--- begin Selected text ---
4479 Desserte Nord Autoroute 440, Laval, QC H7P 6E2

Antminer S17+ Maintenance & Repair Guide

Table of Contents

Maintaining the Antminer S17+ is essential for ensuring optimal performance and longevity. This guide provides information on how to identify and troubleshoot common issues that may arise, as well as step-by-step instructions for performing routine maintenance tasks. It also includes a flowchart to help you quickly identify potential problems and determine the best course of action. With this guide, you can keep your Antminer S17+ running smoothly and efficiently.

Preparation and Maintenance Guidelines

It’s essential to take the time to properly prepare and maintain components before, during, and after installation. This includes applying thermal gel for better heat transfer, forming air ducts for better airflow, connecting power supplies in the correct sequence, fixing chips to prevent overheating, and ensuring test fixtures meet production requirements. Additionally, these guidelines should also include instructions on cleaning components with approved solvents such as isopropyl alcohol or distilled water, as well as how to store components away from extreme temperatures and humidity levels safely. Finally, regularly scheduled maintenance checks should be carried out every few months or at least annually to guarantee the proper functioning of all parts within the system.

Preparation Requirements for Repair Platform, Tools, and Equipment

I. Platform Requirements

  • The necessary requirements for the platform include a workbench for repairing rubber sheets that must be properly grounded. In addition, an anti-static wrist strap and grounding are also required to prevent static electricity from damaging the materials being worked on.

II. Equipment Requirements

  • Constant temperature soldering iron (350-360℃) with a specific head for small patches such as chip resistors and capacitors
  • Heat gun and BGA rework station for disassembling and soldering chips and BGA components
  • Multimeter, soldering steel pin, and shrink tubing for easy measurement (Fluke 15b+ recommended)
  • Oscilloscope, Agilent recommended
  • Hash board tester fixture
  • Low-temperature solder paste (Alpha OM550), flux, water, and anhydrous alcohol for cleaning panel and soldering residues
  • Thermal conductive paste for chips and heat sinks after maintenance (may vary by model)
  • Tin-planting steel mesh, ball-planting steel mesh, solder wire, and solder balls (0.4mm diameter recommended) for chip replacement
  • Plant tin on chip pin and BSM surface before soldering to the hashboard
  • Common maintenance spare materials: 0402 resistance (0R, 33R, 1K, 4.7K), 0201 resistance (0R), 0402 capacitors (0.1uf, 1uf)

III. Test Tool Requirements

ARC Kit

  • ARC Antminer Hashboard Tester
  • Lab PSU 10-30V / 1-15A

Bitmain Kit

  • APW9+ power supply and power patch cord for hash board power supply
  • Use the test fixture of the V2.3 control board (test fixture material number ZJ0001000001).

IV. Maintenance Auxiliary Materials/Tools Requirements

  • Solder Paste 138°C, flux, Mechanic lead-free circuit board cleaner, and anhydrous alcohol.
  • Mechanic lead-free circuit board cleaner cleans up the flux residue after maintenance.
  • Thermally conductive gel is used to apply to the chip surface after repair.
  • Ball-planting steel mesh, desoldering wick, and solder balls (the recommended ball diameter is 0.4mm).
--- end Selected text ---
→ **Exercises to complete**
1. What temperature range does the Antminer guide specify for the constant temperature soldering iron?
2. Collect every line of the entries that contains the string "green". Matching is case-sensitive.
The entries that follow have no connection to the Antminer guide.
--- begin Listed entries ---
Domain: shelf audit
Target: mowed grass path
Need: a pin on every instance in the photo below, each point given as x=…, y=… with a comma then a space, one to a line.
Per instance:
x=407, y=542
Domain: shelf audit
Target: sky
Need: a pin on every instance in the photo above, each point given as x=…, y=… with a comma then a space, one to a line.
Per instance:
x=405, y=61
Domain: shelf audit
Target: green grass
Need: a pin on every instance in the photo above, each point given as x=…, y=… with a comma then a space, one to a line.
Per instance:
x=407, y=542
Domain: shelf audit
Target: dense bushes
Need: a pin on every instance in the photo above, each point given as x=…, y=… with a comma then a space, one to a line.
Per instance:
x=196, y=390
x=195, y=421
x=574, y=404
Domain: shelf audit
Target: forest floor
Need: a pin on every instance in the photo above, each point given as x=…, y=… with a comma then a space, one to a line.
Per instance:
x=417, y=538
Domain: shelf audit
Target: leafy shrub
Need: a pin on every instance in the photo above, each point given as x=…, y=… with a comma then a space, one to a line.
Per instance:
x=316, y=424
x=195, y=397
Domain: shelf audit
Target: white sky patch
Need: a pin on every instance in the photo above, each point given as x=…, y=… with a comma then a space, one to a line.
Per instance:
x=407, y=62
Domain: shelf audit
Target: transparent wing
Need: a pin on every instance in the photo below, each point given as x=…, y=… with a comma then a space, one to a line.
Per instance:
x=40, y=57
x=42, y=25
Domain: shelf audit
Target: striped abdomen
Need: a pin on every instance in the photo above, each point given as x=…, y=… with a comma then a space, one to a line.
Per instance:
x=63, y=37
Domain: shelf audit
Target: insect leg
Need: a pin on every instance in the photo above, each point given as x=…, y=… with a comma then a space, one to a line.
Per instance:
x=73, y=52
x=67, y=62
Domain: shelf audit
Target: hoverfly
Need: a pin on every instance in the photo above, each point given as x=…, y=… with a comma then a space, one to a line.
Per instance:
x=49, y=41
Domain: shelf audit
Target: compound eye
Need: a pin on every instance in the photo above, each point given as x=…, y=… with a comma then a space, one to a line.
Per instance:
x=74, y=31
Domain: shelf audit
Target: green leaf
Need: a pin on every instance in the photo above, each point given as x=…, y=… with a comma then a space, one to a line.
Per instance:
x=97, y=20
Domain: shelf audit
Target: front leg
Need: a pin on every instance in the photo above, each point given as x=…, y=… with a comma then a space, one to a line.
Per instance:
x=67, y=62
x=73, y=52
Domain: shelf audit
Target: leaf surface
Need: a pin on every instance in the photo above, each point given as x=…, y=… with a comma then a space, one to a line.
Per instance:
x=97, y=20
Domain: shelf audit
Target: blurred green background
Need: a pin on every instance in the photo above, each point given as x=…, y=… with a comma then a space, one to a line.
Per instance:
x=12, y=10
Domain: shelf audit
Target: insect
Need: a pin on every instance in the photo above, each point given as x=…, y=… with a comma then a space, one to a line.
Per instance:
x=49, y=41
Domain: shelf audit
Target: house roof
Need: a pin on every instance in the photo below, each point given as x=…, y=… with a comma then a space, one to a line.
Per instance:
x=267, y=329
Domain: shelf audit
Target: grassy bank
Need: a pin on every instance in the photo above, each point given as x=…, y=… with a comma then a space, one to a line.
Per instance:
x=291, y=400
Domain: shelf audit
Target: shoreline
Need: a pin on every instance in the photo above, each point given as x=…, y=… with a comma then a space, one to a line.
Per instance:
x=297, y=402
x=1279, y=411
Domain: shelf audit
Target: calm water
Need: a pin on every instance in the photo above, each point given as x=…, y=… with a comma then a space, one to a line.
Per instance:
--- end Listed entries ---
→ **Task responses**
1. 350-360℃

2.
Target: green grass
Target: green leaf
Target: blurred green background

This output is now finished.